● **Given instruction**:
Copy out each of the following entries line for line, without changing anything.

Data records:
--
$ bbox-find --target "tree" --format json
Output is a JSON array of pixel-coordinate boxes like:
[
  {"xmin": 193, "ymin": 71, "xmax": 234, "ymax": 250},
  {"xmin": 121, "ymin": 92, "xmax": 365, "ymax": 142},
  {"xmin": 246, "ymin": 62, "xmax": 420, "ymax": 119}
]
--
● **Problem solution**:
$ bbox-find --target "tree" --format json
Output is a JSON array of pixel-coordinate boxes like:
[
  {"xmin": 193, "ymin": 71, "xmax": 234, "ymax": 250},
  {"xmin": 121, "ymin": 92, "xmax": 365, "ymax": 142},
  {"xmin": 246, "ymin": 62, "xmax": 420, "ymax": 119}
]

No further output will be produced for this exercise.